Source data
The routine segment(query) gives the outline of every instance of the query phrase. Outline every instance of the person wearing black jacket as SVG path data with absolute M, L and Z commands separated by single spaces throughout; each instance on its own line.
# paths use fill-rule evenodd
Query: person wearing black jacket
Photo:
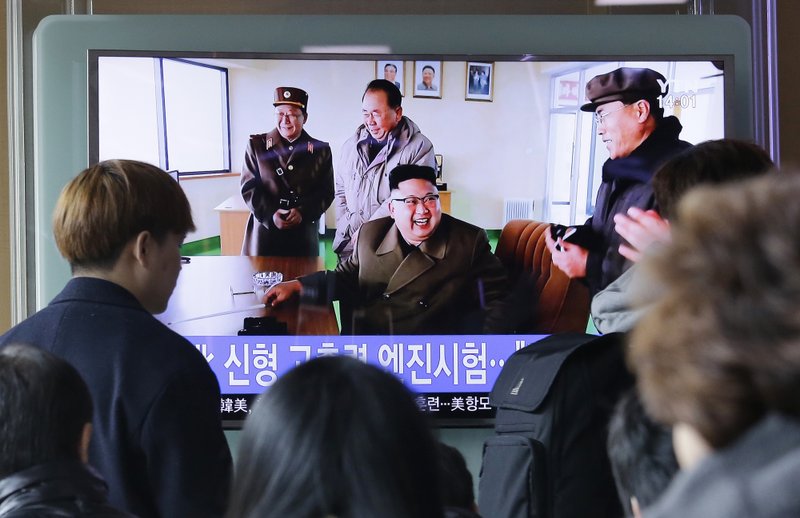
M 317 256 L 319 218 L 333 201 L 333 159 L 327 142 L 303 129 L 308 94 L 275 89 L 277 126 L 251 135 L 241 176 L 250 209 L 242 255 Z
M 95 404 L 89 462 L 109 501 L 144 517 L 215 518 L 231 455 L 219 383 L 191 342 L 159 322 L 194 230 L 189 201 L 165 171 L 107 160 L 73 178 L 53 213 L 72 279 L 50 304 L 0 336 L 72 364 Z
M 586 84 L 590 102 L 581 110 L 595 112 L 597 134 L 609 152 L 594 215 L 584 226 L 590 236 L 581 244 L 547 234 L 553 263 L 571 278 L 583 278 L 592 296 L 619 277 L 630 262 L 620 255 L 622 238 L 614 230 L 614 215 L 631 207 L 655 208 L 650 180 L 668 159 L 691 147 L 680 140 L 677 117 L 664 117 L 660 99 L 668 95 L 667 80 L 649 68 L 619 68 Z
M 92 397 L 70 364 L 26 345 L 0 350 L 0 423 L 0 516 L 131 516 L 86 465 Z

■ **What to work on**: If a line in the records above holds the string "wearing", copy it.

■ **Solution to this task**:
The routine segment(query) gives the outline of every instance of the query phrase. Outline every instance of the person wearing black jacket as SVG path data with absolute M, L and Z commands separated by single spaces throughout; each instance on its own line.
Query: person wearing black jacket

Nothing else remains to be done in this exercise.